Word for word, give the material below again, minus any images.

▸ Given entries:
━━━━━━━━

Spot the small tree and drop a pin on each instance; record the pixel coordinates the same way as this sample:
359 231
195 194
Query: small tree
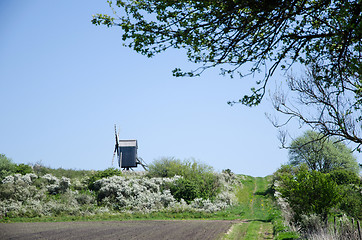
7 167
321 154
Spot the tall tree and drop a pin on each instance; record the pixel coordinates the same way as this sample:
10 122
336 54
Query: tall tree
259 34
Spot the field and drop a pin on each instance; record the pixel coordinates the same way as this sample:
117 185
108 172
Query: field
151 230
251 218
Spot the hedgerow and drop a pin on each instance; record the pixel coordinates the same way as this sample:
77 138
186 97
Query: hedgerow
35 195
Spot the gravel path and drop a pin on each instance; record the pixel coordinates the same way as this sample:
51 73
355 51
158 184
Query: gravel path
150 230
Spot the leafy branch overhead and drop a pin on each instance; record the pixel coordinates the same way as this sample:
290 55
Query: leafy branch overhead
230 33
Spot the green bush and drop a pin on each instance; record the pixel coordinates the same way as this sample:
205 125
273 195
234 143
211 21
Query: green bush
7 167
23 169
351 200
199 180
109 172
342 177
185 189
309 192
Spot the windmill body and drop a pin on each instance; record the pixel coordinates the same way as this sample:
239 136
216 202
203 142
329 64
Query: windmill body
126 151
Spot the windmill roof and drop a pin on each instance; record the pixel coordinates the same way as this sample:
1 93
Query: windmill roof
127 143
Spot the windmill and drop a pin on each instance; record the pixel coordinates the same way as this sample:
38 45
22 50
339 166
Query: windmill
126 151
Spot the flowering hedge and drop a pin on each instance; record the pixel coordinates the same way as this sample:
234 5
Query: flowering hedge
31 195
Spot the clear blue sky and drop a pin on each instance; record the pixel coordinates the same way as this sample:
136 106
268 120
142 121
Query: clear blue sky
64 83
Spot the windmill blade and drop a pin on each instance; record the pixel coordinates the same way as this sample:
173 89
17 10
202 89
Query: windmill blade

━━━━━━━━

▸ Reply:
Spot the small tree and drop a pin on each instance; record the pixel coordinates the same way as this sample:
359 231
195 194
Query: small tree
7 167
321 154
Spot the tall tree and drop a pin on each instance; record the pixel coordinates the same way as this sample:
10 122
336 54
Query: tall tree
259 34
Spot the field and drop a pin on each instance; record the pixel coordinates the same way as this sample:
117 185
108 172
Query: field
151 230
251 218
Spot the hedgerow and drop a pin on each instance; record the pixel coordinates the same way as this sample:
77 138
186 97
Query: hedgerow
35 195
Spot the gravel path and drop a pin on each instance; record the pixel coordinates the same way as this sample:
51 73
355 51
158 184
Query: gravel path
150 230
Spot the leafy branch overhead and drop a pin on each instance; record the pixel coordinates the same way as this sample:
290 55
Query: leafy branch overhead
230 33
Spot the green bush and drop a pin on each instance; record the pixel coordinates the same way as this sample:
205 125
273 195
234 143
211 21
Query: green bush
7 167
23 169
351 200
199 180
109 172
342 177
185 189
309 192
Spot the windmill body and drop a pin on each instance; record the pixel coordinates the same way as this sample:
239 136
216 202
203 142
329 64
Query: windmill body
126 151
Spot the windmill roof and drop a pin on each instance; record the pixel coordinates the same way as this sample:
1 93
Query: windmill roof
127 143
Spot the windmill and drop a pin on each instance; record the pixel coordinates the same way as this sample:
38 45
22 50
339 166
Query: windmill
126 151
Spot the flowering hedge and drop a pin on each instance; record the pixel coordinates the same way as this sample:
234 5
Query: flowering hedge
31 195
Spot the clear blue sky and drop a pin on each instance; record the pixel coordinates the same way as this sample:
136 106
268 120
142 121
Query: clear blue sky
64 83
Spot the windmill blade and drop a pin on each instance; record the pixel coordinates the same way as this sample:
173 89
17 10
202 89
Query: windmill blade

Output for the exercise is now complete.